I have a small private pension and later this year will start to receive state pension. This will make my income before tax around £16,400. I have savings earning almost nothing in Natwest of 150k  I think I'd be ok locking away 50k for 5 yrs in a high-risk account and potentially other, smaller amounts for shorter periods, leaving myself accessible, just in case money.  I'd be interested in knowing if this is a reasonable plan? Is there any advice about how often to draw down interest in order to minimise tax?

Comments

  • Bigwheels1111
    Bigwheels1111 Posts: 3,273 Forumite
    1,000 Posts Fourth Anniversary Name Dropper
    edited 27 June 2023 at 3:56PM
    First hit your self in the head with a hammer as a wake up call.
    £2170 of interes should be tax free with your figures next year.
    As you state pension goes un you will get less tax free income each year.
    So 20K in an ISA now. 20K in an ISA 6/4/24 will help a lot.
    Long term fixed is the way I went with annual pay out to my bank.
    You will pay tax either way.
    Chip easy acces is great at 4.21%, near instant deposits and withdrawls. App only.
    80k Chip, 20 ISA, 50k fixed for 5 years.
    But paying tax means you have earned interets unlike the last few years.
    Somthing is better than nothing.
    Easy access, click on rate order.

    Fixed, make sure interest is paid away.

    ISA


    These are the best rates so far today.
    80k Chip = £3368 if rates stay the same for a year
    50k United trust bank = £2810 per year.
    20K Furness ISA 3 year = £1030 per year

    Tax on the interest of £6178 = £1235.60
    Plus what you owe on your pension.
  • Richard1212
    Richard1212 Posts: 493 Forumite
    Fifth Anniversary 100 Posts Name Dropper
    Sweeney1 said:
    I have a small private pension and later this year will start to receive state pension. This will make my income before tax around £16,400. I have savings earning almost nothing in Natwest of 150k  I think I'd be ok locking away 50k for 5 yrs in a high-risk account and potentially other, smaller amounts for shorter periods, leaving myself accessible, just in case money.  I'd be interested in knowing if this is a reasonable plan? Is there any advice about how often to draw down interest in order to minimise tax?

Source material —

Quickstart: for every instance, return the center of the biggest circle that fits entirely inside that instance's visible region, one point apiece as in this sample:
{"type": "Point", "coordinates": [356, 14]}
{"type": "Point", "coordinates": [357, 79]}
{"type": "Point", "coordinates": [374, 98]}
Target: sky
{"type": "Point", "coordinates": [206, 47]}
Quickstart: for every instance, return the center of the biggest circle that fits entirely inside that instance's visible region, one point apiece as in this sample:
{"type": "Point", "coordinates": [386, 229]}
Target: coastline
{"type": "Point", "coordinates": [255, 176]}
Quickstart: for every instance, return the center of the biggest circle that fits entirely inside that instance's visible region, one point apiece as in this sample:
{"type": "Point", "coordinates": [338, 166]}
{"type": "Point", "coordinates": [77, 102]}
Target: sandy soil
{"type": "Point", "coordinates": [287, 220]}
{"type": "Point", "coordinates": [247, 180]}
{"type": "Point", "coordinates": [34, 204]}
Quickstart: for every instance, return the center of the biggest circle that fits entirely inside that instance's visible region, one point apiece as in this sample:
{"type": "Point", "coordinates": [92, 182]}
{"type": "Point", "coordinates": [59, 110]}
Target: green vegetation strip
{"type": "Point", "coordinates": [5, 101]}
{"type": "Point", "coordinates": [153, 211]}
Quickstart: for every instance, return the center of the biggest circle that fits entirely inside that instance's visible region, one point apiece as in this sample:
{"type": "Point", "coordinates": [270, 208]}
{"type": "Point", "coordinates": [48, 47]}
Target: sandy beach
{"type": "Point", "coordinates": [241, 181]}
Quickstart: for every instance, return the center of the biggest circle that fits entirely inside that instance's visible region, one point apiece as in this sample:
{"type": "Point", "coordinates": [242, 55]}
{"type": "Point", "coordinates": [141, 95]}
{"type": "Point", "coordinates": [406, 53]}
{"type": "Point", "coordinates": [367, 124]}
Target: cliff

Short task 1 —
Gather each line of the records that contains the string "Target", treating uppercase and lowercase as distinct.
Short task 2 —
Pick up the forum thread on pension income and savings after its last sentence and write what follows.
The forum thread and the records have no connection to each other.

Expected answer 1 —
Target: sky
Target: coastline
Target: sandy soil
Target: green vegetation strip
Target: sandy beach
Target: cliff

Expected answer 2 —
    Your £150k is the foundation of your financial status but you are wasting its potential. You need to get it all out of NatWest straightaway. Given that it's all you have in savings, I'd stay away from a "high risk account". Assuming you have no foreseeable major expenditure on the horizon ( new car, new extension, new house etc etc), I'd keep £30k in an online easy savings account ( any specialist bank such as Shawbrook, Paragon, etc, ---not a Bldg Soc) currently offering interest rate around the 4% mark. Then £20,000 in an ISA for 2023/24. Add the additional £100,000 to ISAs in £20k increments each financial year for 5 years commencing April 2024----and , in the meantime, keep half of remainder in fixed term bonds as close to 6% as possible and the other half in any fixed rate savings accounts that are above 5%. You'll notice a big difference when your State Pension arrives and you'll no doubt have a lot more money to spend or save each month. Best of luck.
  • Sweeney1
    Sweeney1 Posts: 7 Forumite
    Second Anniversary First Post
    Thanks do far! I didn't mean high risk!!!! Definitely low risk!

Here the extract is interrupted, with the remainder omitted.